Your task is to copy every record exactly.

(Extracted data entries)
----------------

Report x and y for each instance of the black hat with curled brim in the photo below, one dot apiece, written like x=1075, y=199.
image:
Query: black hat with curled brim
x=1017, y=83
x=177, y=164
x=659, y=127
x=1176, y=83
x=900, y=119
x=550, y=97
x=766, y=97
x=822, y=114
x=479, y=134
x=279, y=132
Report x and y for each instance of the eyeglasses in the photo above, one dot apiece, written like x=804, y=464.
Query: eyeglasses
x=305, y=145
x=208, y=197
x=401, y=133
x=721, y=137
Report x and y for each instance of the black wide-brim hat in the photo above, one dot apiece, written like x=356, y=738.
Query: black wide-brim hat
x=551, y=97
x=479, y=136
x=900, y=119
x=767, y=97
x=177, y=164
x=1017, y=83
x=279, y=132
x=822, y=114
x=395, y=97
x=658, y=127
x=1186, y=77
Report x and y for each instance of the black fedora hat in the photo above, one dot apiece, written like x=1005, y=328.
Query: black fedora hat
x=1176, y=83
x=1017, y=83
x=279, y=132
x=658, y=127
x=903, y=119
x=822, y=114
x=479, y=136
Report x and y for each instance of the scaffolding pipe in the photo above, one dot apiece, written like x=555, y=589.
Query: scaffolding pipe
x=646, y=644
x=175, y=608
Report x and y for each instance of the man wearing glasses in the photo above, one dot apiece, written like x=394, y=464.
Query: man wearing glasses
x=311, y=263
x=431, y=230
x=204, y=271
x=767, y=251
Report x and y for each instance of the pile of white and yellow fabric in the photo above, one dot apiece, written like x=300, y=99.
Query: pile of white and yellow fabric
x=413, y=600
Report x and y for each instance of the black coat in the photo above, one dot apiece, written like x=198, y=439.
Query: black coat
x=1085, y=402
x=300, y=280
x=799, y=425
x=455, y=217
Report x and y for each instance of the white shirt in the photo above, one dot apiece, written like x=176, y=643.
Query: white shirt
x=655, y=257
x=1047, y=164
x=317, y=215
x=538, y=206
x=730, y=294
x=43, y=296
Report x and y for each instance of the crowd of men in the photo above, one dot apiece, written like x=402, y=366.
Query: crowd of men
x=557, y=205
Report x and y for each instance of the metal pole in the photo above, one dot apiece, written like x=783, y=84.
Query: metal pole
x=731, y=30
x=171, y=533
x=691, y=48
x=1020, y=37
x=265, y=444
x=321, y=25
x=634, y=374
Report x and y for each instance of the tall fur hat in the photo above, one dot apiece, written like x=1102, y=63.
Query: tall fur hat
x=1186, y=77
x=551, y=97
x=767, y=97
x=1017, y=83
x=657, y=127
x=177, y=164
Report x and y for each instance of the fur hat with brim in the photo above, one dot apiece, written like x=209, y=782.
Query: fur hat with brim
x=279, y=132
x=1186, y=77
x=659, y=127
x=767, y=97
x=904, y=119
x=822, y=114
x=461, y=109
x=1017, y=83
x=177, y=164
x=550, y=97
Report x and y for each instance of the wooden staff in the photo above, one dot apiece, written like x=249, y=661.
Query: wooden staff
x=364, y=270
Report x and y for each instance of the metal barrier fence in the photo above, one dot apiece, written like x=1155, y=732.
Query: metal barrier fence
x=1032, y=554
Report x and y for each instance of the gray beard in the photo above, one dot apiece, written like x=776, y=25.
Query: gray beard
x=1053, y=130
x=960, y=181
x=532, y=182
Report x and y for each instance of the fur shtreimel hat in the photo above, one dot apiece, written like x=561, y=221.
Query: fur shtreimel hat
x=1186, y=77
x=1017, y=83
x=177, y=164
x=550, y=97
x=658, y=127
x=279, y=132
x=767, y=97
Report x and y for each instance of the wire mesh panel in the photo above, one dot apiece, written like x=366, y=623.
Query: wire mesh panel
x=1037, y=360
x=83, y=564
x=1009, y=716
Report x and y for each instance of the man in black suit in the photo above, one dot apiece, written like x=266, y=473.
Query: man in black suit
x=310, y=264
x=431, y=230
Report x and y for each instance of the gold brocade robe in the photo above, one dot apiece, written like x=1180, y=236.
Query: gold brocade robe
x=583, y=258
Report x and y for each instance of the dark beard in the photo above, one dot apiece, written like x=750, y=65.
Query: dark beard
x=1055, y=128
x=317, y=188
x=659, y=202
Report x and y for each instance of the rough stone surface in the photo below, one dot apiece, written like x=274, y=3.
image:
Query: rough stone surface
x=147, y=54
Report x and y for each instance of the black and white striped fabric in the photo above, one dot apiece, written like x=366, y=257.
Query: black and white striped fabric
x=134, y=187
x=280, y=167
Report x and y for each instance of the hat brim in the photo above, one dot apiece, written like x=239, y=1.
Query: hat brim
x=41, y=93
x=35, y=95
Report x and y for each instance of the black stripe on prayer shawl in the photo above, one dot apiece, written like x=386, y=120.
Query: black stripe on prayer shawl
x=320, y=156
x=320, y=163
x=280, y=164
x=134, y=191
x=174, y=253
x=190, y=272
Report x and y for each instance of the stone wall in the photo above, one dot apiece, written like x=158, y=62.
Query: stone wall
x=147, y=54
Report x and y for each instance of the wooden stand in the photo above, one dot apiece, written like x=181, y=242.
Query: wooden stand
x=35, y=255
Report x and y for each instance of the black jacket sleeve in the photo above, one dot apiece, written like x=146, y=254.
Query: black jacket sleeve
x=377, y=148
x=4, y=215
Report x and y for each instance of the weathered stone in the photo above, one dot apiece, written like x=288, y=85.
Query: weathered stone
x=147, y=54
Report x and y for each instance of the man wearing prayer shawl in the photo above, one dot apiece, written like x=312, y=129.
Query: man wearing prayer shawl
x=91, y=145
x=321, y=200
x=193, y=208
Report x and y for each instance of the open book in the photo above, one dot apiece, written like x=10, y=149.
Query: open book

----------------

**Exercise output:**
Report x and y for each instance of the black hat with curled brim in the photo below, one dot apiece, written like x=1075, y=199.
image:
Query: black hat with curled brim
x=1017, y=83
x=177, y=164
x=659, y=127
x=1176, y=83
x=900, y=119
x=550, y=97
x=766, y=97
x=822, y=114
x=479, y=134
x=279, y=132
Report x and y for each instance of the eyeglasses in the photo above, one dot apiece, written like x=804, y=464.
Query: eyeglasses
x=305, y=145
x=208, y=197
x=401, y=133
x=721, y=137
Report x and y for each instance of the black wide-brim hat in the photo above, one dot apiece, written like x=356, y=738.
Query: black wide-brim hat
x=551, y=97
x=479, y=136
x=900, y=119
x=767, y=97
x=177, y=164
x=1017, y=83
x=279, y=132
x=822, y=114
x=395, y=97
x=658, y=127
x=1186, y=77
Report x and y for each instance of the black fedora hat in the photo above, one dot apiece, written like x=1005, y=328.
Query: black fedora hat
x=1176, y=83
x=1017, y=83
x=279, y=132
x=658, y=127
x=903, y=119
x=822, y=114
x=479, y=136
Report x and y for each instance of the scaffolding pipe in the photo above, one dot apiece, written like x=555, y=589.
Query: scaffolding pipe
x=646, y=644
x=175, y=608
Report x and y for each instance of the man wearing glasses in the photo above, one dot apiece, written like x=394, y=464.
Query: man wearing glasses
x=311, y=263
x=431, y=230
x=204, y=271
x=767, y=251
Report x and y for each instance of the pile of white and yellow fabric in the photo above, one dot apiece, written like x=300, y=99.
Query: pile of white and yellow fabric
x=413, y=600
Report x and y for each instance of the black coat in the photo above, one dot apiece, written like x=198, y=439.
Query: black coat
x=1085, y=402
x=300, y=280
x=799, y=425
x=455, y=217
Report x and y for each instance of the white shirt in the photo above, one dot apiece, written like x=176, y=643.
Query: white shirt
x=655, y=257
x=1047, y=164
x=317, y=215
x=538, y=206
x=730, y=294
x=43, y=296
Report x and y for each instance of the crowd of men in the photo above, one dot apiece, written like x=402, y=366.
Query: crowd of men
x=557, y=205
Report x and y for each instance of the metal pole in the photo above, one dot apiece, written like x=783, y=84.
Query: metal pole
x=731, y=30
x=171, y=533
x=691, y=48
x=1020, y=37
x=265, y=444
x=321, y=25
x=634, y=374
Report x and y for each instance of the tall fur hat in the photo above, one dot apiece, written like x=1102, y=63.
Query: tall fur hat
x=1186, y=77
x=551, y=97
x=767, y=97
x=1017, y=83
x=657, y=127
x=177, y=164
Report x and y for each instance of the fur hat with brim in the photo above, one dot apiece, written like x=209, y=782.
Query: fur hat with brim
x=279, y=132
x=1186, y=77
x=659, y=127
x=767, y=97
x=904, y=119
x=822, y=114
x=461, y=109
x=1017, y=83
x=177, y=164
x=550, y=97
Report x and y for each instance of the wooden staff in the photo above, one dot apiece, written like x=249, y=661.
Query: wooden staff
x=364, y=270
Report x and y for each instance of the metal barrier fence in the photo above, one dot apiece, written like x=1155, y=732.
Query: metal barrier fence
x=1032, y=554
Report x and y for each instance of the gray beard in the photo above, one dot apiece, written like x=776, y=25.
Query: gray beard
x=1053, y=130
x=960, y=181
x=532, y=182
Report x and y for each instance of the fur shtreimel hat in the photo above, one dot apiece, written like x=561, y=221.
Query: fur shtreimel hat
x=1186, y=77
x=1017, y=83
x=177, y=164
x=550, y=97
x=658, y=127
x=279, y=132
x=767, y=97
Report x and y for each instance of the wire mesh panel in the photo above, one dot apiece, written like x=366, y=623.
Query: wire mesh panel
x=1037, y=360
x=83, y=564
x=1009, y=716
Report x and y for each instance of the man in black suit in the photo above, one dot apiece, written like x=266, y=473.
Query: man in black suit
x=310, y=264
x=431, y=230
Report x and y for each instance of the gold brocade robe in the photo above, one dot apiece, written like x=1180, y=236.
Query: gold brocade robe
x=583, y=258
Report x and y for each instance of the dark beard in the photo above, one dot apiece, written like x=750, y=65.
Query: dark beard
x=1055, y=128
x=317, y=188
x=659, y=202
Report x and y for each instance of the rough stone surface in the photo below, one dot apiece, written like x=274, y=3.
image:
Query: rough stone surface
x=147, y=54
Report x and y for each instance of the black and white striped fabric in the photo above, one dot apiece, written like x=366, y=257.
Query: black and white striped fabric
x=134, y=187
x=280, y=167
Report x and y for each instance of the hat brim in the photo above, one dot apiece, written like x=239, y=1.
Query: hat brim
x=41, y=93
x=35, y=95
Report x and y for each instance of the black stripe on prayer shawl in the photo above, one dot apiece, written like x=386, y=120.
Query: black stripe on prayer shawl
x=320, y=156
x=320, y=163
x=280, y=164
x=134, y=191
x=174, y=253
x=190, y=272
Report x and y for each instance of the stone wall in the photo above, one dot apiece, written like x=158, y=62.
Query: stone wall
x=147, y=54
Report x and y for each instance of the wooden stand in the photo above, one dot apiece, written like x=181, y=242.
Query: wooden stand
x=35, y=255
Report x and y for each instance of the black jacket sleeve in the photo above, one dot apiece, written like x=146, y=254.
Query: black jacket sleeve
x=377, y=148
x=4, y=215
Report x and y for each instance of the weathered stone in the photo above, one dot apiece, written like x=288, y=85.
Query: weathered stone
x=147, y=54
Report x and y for each instance of the man wearing prayer shawl in the photo above, one dot apiece, written like x=312, y=129.
Query: man wearing prayer shawl
x=91, y=145
x=321, y=200
x=193, y=208
Report x and y for each instance of the open book in the photo above, one dot apiece, written like x=10, y=149.
Query: open book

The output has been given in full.